◆ Reading text:
The important part here is that the exponent data is translated as 2^e-1023, where e is the 11-bit exponent. The possible raw values for e are between 0 and 2047, which translates to an exponent range of 2^-1023 to 2¹⁰²⁴.

Now, since all fraction values are within the range 1 ≤ f < 2, it holds that there must be 1024 possible values ≤2 for any chosen value of f, and 1024 possible values >2 for any chosen value of f.

As such, it's relatively trivial to count them:

• 2⁵² × 1024 = 4,611,686,018,427,387,904 possible values ≤ 2.
• 2⁵² × 1024 = 4,611,686,018,427,387,904 possible values > 2.

EDIT: Actually, it's even better than I thought... for any fixed value of f, there are 2048 possible exponent values. When exponent is 1023, the computed exponent (2^1023-1023) becomes 2⁰, which is 1. Since f × 1 is just f, that means that the 50% bound is actually at f, not 2. So for any given value of f, the probability of you randomly picking an exponent that gives you a result less than or equal to f is 50%.

◆ Direction 1:
Transcribe everything in the floating-point passage from "Now, since all" down to "value of f.".
◆ Direction 2:
According to the floating-point passage, what range do the raw values of the exponent e span?
◆ Direction 3:
Carry the floating-point passage on from where it stops.

◆ Data excerpts:
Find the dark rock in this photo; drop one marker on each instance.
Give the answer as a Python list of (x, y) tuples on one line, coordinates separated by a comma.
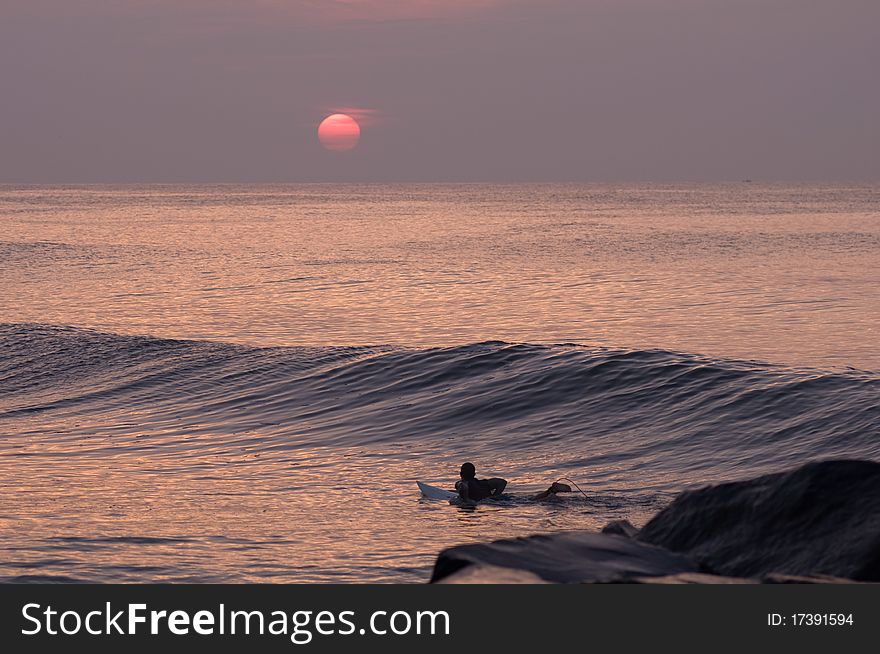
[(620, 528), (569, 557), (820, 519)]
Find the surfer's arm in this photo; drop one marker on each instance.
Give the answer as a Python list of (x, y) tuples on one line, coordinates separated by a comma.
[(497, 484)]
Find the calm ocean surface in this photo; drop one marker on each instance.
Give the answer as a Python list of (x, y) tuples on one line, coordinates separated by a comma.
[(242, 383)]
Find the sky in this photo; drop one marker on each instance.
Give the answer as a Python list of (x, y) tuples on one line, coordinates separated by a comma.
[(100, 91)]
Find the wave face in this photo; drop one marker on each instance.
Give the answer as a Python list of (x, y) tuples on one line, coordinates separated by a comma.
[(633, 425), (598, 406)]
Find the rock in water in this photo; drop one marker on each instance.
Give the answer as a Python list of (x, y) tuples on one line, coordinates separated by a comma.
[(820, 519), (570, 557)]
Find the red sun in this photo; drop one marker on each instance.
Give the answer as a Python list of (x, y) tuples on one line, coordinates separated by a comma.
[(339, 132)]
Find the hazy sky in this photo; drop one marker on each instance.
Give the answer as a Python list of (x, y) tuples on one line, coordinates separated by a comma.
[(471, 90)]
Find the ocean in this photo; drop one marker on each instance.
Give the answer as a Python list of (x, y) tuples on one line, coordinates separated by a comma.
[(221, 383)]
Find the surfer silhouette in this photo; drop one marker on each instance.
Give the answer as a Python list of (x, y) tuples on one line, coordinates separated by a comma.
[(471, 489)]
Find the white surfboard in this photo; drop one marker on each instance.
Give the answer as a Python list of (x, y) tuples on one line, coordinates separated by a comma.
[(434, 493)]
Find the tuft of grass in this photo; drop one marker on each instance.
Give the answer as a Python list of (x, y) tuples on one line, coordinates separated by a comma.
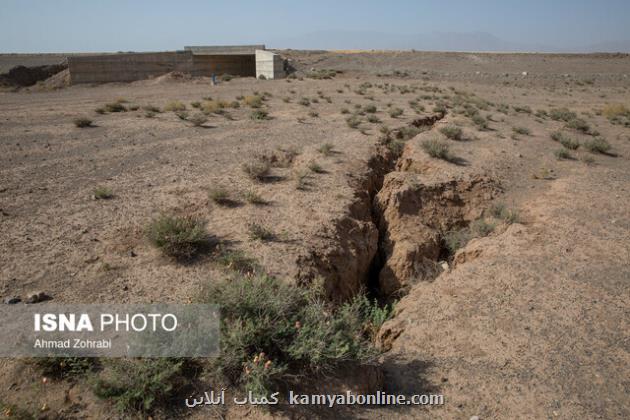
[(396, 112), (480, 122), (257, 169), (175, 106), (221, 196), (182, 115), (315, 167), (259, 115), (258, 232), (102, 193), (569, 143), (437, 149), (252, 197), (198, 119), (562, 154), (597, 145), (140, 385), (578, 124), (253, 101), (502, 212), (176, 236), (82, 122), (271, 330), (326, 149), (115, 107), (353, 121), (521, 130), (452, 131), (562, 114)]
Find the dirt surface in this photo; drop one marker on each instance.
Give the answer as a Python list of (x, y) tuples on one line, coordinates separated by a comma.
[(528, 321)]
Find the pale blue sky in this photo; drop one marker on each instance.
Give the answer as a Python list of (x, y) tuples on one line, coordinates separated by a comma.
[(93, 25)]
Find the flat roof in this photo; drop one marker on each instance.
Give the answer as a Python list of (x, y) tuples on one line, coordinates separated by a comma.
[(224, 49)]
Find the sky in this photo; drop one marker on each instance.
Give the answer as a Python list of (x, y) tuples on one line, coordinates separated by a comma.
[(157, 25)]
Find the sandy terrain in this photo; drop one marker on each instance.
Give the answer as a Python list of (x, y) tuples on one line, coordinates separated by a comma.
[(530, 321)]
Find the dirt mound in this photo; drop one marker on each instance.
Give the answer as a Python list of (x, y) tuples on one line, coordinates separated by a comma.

◆ Final answer 1:
Now, since all fraction values are within the range 1 ≤ f < 2, it holds that there must be 1024 possible values ≤2 for any chosen value of f, and 1024 possible values >2 for any chosen value of f.

◆ Final answer 2:
From 0 to 2047.

◆ Final answer 3:
Note that we're considering the magnitude of the value, not the literal value, so negatives don't exist here. If you want to bring back the sign bit, just double the counts for each, as you'll have equally many negative numbers with these magnitudes.

Now consider that the range of values in that first set is literally just 0 to f, whereas the range in the second set is f to the maximum possible value that your float type can store. As such, representable numbers will always be a lot more dense in the "small" number range.

To make it 100% clear: 50% of all representable floating point numbers are in the range -f to +f, and all other numbers constitute the remaining 50%.